**Job**.
Rewrite the stretch from the start of the records through the line containing "pixel 14 80", requests included, shifting every pixel coordinate in the answers by adding 41 to it. Leave the pictures out.

A run of records:
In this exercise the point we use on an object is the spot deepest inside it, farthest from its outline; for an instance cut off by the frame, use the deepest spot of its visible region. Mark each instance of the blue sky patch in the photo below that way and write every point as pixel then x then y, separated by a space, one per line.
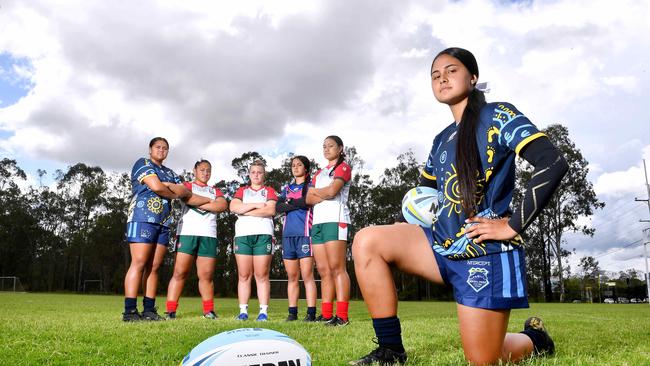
pixel 14 80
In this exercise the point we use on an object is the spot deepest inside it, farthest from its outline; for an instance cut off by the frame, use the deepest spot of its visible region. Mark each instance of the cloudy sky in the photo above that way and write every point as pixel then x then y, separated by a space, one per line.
pixel 93 81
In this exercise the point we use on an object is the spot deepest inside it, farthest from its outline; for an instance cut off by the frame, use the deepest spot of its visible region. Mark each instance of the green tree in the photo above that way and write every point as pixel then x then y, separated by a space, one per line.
pixel 574 198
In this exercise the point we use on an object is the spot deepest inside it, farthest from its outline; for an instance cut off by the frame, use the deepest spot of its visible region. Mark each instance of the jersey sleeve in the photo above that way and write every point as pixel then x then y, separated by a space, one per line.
pixel 343 171
pixel 312 181
pixel 271 194
pixel 515 129
pixel 142 169
pixel 239 194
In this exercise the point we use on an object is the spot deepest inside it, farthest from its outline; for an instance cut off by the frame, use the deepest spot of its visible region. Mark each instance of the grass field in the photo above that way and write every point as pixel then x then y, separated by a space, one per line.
pixel 66 329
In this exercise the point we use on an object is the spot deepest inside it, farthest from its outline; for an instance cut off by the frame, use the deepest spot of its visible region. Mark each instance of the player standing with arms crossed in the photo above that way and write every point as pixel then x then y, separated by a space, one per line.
pixel 255 207
pixel 197 240
pixel 329 196
pixel 153 187
pixel 474 245
pixel 296 244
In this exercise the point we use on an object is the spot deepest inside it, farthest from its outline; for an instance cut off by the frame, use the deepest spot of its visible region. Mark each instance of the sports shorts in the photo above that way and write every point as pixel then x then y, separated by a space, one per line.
pixel 329 231
pixel 202 246
pixel 254 244
pixel 296 247
pixel 145 232
pixel 493 281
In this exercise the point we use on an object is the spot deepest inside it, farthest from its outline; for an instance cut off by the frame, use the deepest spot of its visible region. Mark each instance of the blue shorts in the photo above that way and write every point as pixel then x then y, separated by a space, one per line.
pixel 493 281
pixel 296 247
pixel 144 232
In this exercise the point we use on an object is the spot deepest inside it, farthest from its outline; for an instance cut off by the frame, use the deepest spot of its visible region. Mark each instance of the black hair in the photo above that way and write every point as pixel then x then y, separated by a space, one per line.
pixel 341 158
pixel 307 164
pixel 467 157
pixel 201 161
pixel 156 139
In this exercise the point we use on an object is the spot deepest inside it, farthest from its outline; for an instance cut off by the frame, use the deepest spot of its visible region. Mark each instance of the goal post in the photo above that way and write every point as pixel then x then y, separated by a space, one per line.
pixel 11 283
pixel 279 288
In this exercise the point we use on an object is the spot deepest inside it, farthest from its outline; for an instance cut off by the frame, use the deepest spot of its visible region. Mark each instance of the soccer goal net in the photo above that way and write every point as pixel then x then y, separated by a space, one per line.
pixel 11 283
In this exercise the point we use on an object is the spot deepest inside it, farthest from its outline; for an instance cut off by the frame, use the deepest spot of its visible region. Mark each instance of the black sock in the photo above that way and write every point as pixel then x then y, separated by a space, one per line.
pixel 149 303
pixel 130 304
pixel 389 333
pixel 539 339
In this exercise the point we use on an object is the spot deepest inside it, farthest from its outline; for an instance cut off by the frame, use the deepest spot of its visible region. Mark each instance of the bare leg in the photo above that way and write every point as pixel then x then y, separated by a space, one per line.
pixel 336 253
pixel 376 248
pixel 293 274
pixel 181 270
pixel 152 278
pixel 307 272
pixel 245 276
pixel 205 270
pixel 140 255
pixel 326 281
pixel 261 267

**Response to this exercise**.
In this exercise the point we use on an object is the spot deepest inside it, farthest from its outline; for an instance cut off by the frame, use the deepest spot of its visible region. Mark each instance of the blue sky patch in the photo below that way and write every point as pixel then x then y, separated by a space, one per line.
pixel 55 121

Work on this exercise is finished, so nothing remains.